## YOUR OBJECTIVE
Can you copy everything from the start of the data down to the line containing "157 162 L 146", renaming "instance" to "occurrence" and leaving all else untouched?

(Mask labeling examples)

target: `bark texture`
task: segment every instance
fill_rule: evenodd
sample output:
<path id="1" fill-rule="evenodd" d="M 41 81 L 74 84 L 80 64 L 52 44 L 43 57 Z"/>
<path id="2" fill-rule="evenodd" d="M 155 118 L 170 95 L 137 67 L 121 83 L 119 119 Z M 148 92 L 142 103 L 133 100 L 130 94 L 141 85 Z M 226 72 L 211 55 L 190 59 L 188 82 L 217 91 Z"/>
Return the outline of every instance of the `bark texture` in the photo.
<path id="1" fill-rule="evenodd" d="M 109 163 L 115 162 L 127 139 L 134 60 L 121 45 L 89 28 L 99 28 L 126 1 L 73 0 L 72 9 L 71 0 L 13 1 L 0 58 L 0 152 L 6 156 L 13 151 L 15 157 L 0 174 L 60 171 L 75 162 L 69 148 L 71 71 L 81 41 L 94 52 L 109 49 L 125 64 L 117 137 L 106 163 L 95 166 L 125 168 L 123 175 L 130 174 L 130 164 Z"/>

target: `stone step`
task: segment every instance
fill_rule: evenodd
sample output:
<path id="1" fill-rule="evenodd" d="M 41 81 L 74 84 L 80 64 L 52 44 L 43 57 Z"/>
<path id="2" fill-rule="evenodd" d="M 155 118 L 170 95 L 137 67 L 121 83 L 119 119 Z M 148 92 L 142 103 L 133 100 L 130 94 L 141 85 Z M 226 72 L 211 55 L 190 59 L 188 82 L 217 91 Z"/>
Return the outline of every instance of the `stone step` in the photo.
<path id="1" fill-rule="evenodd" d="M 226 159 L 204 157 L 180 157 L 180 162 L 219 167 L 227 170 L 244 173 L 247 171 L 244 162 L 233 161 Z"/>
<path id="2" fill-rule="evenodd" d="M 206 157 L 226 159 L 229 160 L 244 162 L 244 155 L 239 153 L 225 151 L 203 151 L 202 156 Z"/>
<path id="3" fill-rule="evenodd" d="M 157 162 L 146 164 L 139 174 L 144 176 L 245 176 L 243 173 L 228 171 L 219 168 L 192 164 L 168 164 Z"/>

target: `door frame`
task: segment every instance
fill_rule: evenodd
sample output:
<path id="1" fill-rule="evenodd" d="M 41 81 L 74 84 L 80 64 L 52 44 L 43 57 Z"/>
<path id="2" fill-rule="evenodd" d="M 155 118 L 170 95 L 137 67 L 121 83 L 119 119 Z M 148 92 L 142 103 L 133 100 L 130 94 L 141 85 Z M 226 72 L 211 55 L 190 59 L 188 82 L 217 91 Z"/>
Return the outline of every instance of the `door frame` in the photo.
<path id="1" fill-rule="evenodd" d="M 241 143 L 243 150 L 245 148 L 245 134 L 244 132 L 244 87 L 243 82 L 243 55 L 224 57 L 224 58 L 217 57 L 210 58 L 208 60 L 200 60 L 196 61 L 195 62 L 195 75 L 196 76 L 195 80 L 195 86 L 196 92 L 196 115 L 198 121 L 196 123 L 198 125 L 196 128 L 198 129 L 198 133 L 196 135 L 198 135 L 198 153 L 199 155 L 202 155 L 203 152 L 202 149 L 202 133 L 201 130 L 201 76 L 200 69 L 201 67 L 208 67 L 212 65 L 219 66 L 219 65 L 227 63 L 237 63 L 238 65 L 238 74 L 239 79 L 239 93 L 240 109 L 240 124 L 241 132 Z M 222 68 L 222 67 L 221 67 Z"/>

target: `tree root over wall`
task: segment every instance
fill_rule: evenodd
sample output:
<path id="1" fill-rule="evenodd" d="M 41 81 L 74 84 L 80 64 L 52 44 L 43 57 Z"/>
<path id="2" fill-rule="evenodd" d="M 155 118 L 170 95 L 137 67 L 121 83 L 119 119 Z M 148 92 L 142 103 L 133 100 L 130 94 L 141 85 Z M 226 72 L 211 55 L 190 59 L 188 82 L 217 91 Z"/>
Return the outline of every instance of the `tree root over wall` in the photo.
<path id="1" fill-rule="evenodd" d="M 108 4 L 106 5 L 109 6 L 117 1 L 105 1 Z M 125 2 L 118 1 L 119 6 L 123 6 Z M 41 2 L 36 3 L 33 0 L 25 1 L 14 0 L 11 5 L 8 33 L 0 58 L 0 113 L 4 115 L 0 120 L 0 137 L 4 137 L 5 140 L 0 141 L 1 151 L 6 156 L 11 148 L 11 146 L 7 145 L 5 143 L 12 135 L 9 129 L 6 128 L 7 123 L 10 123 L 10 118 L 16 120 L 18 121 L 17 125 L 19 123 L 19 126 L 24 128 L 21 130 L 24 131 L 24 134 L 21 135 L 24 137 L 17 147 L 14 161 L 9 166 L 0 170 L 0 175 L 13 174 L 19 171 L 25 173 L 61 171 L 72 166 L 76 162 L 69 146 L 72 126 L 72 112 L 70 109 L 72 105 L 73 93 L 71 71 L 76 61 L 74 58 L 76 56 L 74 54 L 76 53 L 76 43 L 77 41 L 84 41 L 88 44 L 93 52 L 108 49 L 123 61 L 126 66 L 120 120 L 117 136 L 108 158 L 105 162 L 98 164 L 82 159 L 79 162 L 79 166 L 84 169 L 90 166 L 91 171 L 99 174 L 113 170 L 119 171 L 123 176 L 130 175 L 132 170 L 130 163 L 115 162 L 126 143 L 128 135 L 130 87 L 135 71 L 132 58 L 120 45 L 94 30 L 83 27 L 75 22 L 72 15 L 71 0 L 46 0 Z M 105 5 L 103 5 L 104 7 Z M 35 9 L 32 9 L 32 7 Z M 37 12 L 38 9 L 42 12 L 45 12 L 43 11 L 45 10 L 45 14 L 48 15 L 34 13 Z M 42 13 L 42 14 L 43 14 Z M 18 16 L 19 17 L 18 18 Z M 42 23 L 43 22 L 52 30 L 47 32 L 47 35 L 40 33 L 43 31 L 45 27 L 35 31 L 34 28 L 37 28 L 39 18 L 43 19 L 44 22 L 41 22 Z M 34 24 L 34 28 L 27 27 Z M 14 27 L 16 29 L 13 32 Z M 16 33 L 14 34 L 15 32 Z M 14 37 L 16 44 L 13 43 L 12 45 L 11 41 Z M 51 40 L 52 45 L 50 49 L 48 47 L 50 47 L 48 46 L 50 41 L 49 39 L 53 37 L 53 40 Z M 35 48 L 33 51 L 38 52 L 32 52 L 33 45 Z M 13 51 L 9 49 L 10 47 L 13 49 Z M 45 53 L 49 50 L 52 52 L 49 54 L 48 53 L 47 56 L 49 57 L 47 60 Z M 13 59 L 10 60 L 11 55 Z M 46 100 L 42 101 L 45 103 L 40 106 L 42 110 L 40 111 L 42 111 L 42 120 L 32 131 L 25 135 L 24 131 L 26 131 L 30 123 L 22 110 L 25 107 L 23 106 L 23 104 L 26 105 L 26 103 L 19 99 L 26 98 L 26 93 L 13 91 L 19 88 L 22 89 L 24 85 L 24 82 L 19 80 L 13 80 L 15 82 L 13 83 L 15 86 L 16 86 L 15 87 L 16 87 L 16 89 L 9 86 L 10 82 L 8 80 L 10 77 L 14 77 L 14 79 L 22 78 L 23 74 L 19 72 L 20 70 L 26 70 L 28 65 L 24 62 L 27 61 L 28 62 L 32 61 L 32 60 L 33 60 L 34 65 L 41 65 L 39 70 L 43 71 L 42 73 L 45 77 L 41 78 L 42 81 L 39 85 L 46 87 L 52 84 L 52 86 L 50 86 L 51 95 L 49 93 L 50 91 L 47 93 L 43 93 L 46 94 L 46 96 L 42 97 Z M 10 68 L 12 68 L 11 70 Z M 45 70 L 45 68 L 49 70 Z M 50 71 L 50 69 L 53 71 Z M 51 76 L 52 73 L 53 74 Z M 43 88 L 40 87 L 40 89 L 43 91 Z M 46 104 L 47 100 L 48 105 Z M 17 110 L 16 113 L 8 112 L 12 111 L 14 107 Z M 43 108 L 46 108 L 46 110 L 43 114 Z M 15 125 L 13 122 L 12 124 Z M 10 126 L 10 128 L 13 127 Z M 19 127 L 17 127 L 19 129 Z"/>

## ANSWER TO THIS TASK
target: `bark texture`
task: segment every occurrence
fill_rule: evenodd
sample output:
<path id="1" fill-rule="evenodd" d="M 41 81 L 74 84 L 80 64 L 52 44 L 43 57 Z"/>
<path id="2" fill-rule="evenodd" d="M 155 118 L 170 95 L 137 67 L 121 83 L 119 119 Z M 148 92 L 142 103 L 133 100 L 130 94 L 141 85 Z M 226 72 L 211 55 L 190 59 L 188 82 L 217 91 Z"/>
Return the outline of every occurrence of the `bark texture` in the photo.
<path id="1" fill-rule="evenodd" d="M 109 163 L 115 162 L 127 139 L 134 60 L 121 45 L 89 28 L 99 28 L 126 1 L 73 0 L 72 9 L 71 0 L 13 1 L 0 58 L 0 152 L 6 156 L 13 151 L 15 157 L 0 174 L 60 171 L 75 162 L 69 148 L 71 71 L 81 41 L 94 52 L 109 49 L 125 64 L 117 137 L 106 163 L 95 166 L 125 168 L 123 175 L 130 174 L 130 164 Z"/>

target: `stone step`
task: segment every occurrence
fill_rule: evenodd
sample output:
<path id="1" fill-rule="evenodd" d="M 41 81 L 74 84 L 80 64 L 52 44 L 43 57 Z"/>
<path id="2" fill-rule="evenodd" d="M 155 118 L 170 95 L 137 67 L 121 83 L 119 119 Z M 148 92 L 142 103 L 133 100 L 130 94 L 141 85 Z M 226 72 L 211 55 L 190 59 L 188 82 L 217 91 Z"/>
Return the outline of every occurrence of the `stone step` in the photo.
<path id="1" fill-rule="evenodd" d="M 226 159 L 204 157 L 180 157 L 180 162 L 219 167 L 227 170 L 244 173 L 247 171 L 244 162 L 233 161 Z"/>
<path id="2" fill-rule="evenodd" d="M 206 157 L 226 159 L 229 160 L 244 162 L 244 155 L 239 153 L 225 151 L 203 151 L 202 156 Z"/>
<path id="3" fill-rule="evenodd" d="M 157 162 L 146 164 L 139 174 L 144 176 L 245 176 L 243 173 L 228 171 L 219 168 L 192 164 L 168 164 Z"/>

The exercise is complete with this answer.